Box-labeled dataset extracts
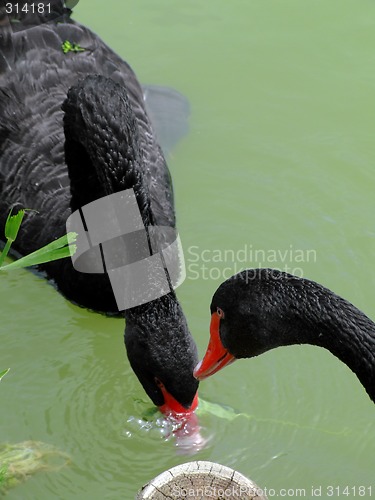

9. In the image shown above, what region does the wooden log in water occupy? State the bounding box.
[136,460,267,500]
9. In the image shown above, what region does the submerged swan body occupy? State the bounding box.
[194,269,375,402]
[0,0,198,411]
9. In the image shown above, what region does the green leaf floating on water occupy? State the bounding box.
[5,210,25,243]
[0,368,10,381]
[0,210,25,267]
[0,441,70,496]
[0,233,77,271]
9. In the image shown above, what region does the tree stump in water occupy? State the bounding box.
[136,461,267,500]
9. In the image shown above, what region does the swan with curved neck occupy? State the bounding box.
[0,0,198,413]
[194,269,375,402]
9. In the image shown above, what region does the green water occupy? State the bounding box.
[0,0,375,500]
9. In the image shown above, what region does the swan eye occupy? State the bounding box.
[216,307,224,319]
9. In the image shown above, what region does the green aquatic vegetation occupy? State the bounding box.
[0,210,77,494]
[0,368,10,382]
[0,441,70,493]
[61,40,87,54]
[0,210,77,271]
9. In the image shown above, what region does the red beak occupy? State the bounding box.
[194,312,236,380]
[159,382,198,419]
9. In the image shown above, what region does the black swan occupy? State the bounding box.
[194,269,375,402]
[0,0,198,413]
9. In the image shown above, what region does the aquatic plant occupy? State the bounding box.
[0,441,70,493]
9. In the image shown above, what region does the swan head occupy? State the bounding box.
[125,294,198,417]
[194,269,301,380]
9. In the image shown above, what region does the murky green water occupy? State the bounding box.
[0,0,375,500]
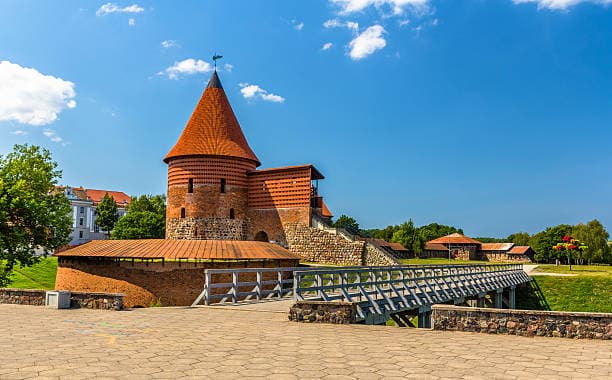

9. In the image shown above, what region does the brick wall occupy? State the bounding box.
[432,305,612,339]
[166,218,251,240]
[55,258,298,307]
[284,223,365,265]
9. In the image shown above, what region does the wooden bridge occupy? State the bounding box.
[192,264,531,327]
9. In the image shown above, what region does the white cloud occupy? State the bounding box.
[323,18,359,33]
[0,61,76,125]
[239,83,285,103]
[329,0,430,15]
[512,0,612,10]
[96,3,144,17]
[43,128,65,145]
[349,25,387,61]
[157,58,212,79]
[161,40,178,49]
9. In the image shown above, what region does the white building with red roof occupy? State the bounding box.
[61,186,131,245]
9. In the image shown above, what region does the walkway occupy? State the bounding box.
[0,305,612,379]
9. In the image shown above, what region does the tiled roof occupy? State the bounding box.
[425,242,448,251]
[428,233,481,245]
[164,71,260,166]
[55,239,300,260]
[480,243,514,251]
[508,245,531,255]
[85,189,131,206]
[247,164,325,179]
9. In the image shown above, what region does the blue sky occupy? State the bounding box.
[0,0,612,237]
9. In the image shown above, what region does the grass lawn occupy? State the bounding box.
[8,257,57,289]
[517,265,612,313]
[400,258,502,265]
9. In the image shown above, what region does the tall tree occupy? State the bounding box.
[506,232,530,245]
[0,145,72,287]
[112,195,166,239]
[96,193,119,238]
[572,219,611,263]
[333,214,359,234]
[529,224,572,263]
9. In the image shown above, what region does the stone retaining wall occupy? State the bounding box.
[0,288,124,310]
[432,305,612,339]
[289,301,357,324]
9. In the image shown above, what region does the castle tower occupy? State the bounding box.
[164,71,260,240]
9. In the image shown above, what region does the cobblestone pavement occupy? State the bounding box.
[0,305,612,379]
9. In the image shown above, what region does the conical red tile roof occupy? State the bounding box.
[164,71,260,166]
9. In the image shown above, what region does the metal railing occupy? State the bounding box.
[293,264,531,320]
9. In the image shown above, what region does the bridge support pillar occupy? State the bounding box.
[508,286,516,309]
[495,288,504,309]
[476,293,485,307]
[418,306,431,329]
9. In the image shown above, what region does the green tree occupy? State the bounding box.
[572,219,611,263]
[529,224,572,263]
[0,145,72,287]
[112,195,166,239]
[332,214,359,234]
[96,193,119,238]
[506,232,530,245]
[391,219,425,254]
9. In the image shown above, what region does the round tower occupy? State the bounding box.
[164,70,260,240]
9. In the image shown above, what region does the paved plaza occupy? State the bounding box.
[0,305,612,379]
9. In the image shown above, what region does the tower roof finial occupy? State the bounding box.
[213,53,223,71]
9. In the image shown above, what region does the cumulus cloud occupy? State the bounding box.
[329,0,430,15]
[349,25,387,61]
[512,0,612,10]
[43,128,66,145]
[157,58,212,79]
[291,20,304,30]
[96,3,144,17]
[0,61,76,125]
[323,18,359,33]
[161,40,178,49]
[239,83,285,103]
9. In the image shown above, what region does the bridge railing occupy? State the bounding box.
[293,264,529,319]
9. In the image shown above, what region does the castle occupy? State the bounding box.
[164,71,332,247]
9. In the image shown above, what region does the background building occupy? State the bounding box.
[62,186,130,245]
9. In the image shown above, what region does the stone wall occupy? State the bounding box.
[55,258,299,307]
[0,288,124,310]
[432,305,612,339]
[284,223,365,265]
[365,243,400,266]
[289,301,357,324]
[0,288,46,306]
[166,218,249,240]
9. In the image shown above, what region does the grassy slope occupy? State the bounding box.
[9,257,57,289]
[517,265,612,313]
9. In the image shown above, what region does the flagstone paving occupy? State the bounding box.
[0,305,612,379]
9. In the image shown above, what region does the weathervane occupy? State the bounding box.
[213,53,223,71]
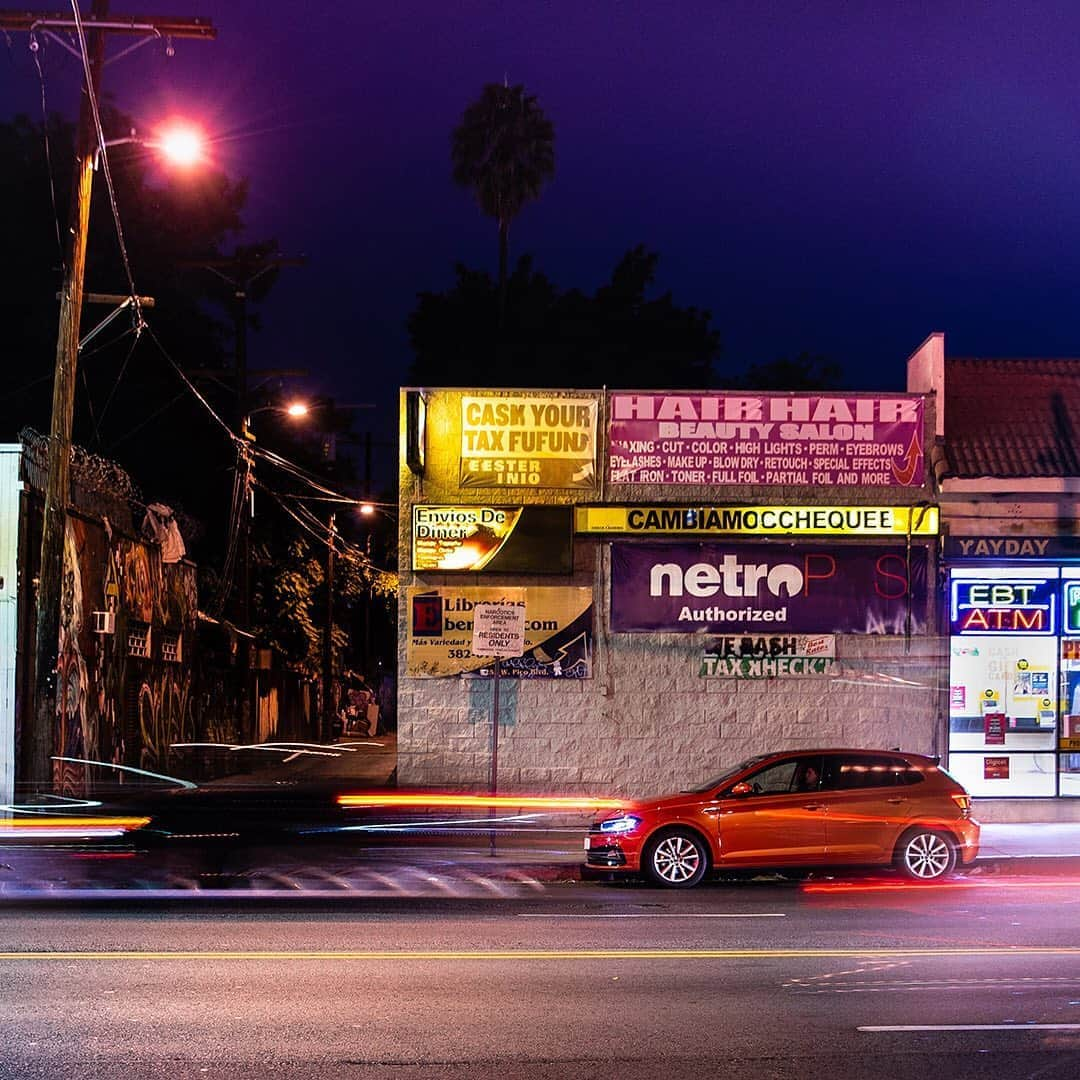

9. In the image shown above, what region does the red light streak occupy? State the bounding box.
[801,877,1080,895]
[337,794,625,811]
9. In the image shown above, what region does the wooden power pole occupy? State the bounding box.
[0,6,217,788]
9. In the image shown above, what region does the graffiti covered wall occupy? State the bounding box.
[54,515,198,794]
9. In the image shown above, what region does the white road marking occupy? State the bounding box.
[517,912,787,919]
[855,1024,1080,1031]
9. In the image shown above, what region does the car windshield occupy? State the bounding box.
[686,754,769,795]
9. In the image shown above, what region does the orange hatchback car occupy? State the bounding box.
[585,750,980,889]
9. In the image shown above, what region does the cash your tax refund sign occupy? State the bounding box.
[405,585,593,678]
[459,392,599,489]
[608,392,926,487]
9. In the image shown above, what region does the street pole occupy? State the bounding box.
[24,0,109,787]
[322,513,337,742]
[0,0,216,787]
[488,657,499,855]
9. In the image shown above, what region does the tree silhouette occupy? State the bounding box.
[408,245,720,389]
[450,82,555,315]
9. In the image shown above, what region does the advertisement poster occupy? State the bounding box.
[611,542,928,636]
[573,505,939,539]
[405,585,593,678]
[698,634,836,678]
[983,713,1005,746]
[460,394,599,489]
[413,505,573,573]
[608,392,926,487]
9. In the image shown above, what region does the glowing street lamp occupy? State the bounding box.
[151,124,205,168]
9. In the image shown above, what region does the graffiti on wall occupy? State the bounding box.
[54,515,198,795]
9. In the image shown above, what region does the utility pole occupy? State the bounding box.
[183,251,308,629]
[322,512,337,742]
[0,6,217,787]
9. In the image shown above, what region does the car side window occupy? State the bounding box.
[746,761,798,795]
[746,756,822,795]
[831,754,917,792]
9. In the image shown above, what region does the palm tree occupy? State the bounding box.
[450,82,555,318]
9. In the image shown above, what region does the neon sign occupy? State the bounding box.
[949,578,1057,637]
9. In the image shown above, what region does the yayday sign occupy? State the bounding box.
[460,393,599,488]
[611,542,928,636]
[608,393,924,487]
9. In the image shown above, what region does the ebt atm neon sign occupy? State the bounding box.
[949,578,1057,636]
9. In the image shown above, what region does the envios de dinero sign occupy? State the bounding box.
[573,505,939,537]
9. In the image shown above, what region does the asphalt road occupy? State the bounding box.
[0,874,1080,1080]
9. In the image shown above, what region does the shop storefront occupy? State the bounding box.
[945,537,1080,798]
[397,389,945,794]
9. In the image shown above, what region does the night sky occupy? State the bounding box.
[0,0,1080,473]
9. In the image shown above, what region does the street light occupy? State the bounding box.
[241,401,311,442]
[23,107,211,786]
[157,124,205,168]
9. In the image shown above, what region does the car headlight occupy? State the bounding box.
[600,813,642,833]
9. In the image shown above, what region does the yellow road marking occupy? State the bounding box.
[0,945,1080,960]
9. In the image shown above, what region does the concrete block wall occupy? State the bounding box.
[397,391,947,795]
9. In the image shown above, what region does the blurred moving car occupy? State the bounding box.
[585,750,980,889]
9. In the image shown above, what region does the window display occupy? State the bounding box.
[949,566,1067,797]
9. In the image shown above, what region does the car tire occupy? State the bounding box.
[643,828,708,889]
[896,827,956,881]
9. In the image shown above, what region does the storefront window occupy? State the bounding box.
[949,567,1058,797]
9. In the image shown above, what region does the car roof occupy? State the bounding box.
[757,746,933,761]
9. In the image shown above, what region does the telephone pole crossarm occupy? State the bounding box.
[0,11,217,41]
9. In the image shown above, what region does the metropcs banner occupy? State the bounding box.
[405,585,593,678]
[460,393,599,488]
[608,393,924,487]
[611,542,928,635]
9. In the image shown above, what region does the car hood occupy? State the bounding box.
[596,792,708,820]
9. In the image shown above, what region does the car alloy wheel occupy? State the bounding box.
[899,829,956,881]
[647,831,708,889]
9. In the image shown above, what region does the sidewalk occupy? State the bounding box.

Directions :: Rewrite the rows as a Markdown table with the columns No. and Line, numbering each line in order and omitting blank lines. Begin at the line that has "9. In the image shown above, what region does the window" and stop after the last of the rows.

Answer for this exercise ::
| No. | Line |
|---|---|
| 1 | 9. In the image shown above, what region does the window display occupy? State the bounding box. |
| 2 | [949,566,1067,797] |
| 3 | 9. In the image shown above, what region does the car tire occupy? State the bounding box. |
| 4 | [643,828,708,889] |
| 5 | [896,827,956,881] |
| 6 | 9. In the image shown above, what region does the storefront window occupy? State the bounding box. |
| 7 | [949,567,1058,797] |
| 8 | 9. In the image shown above, what region does the car roof occupy? State the bounding box. |
| 9 | [757,746,933,761] |
| 10 | 9. In the image shown above, what region does the telephone pole crossarm occupy? State the bounding box. |
| 11 | [0,11,217,41] |
| 12 | 9. In the image shown above, what region does the metropcs banner occupy? State the bounding box. |
| 13 | [405,585,593,678] |
| 14 | [460,393,599,488] |
| 15 | [608,393,924,487] |
| 16 | [611,542,928,635] |
| 17 | 9. In the image shown above, what region does the car hood occupy? State the bounding box. |
| 18 | [596,792,708,820] |
| 19 | 9. In the image shown above, what region does the car alloy wheel occupy? State the bounding box. |
| 20 | [899,829,956,881] |
| 21 | [647,831,708,889] |
| 22 | 9. In the image shown above, what region does the sidewalk occupy? State the bounding box. |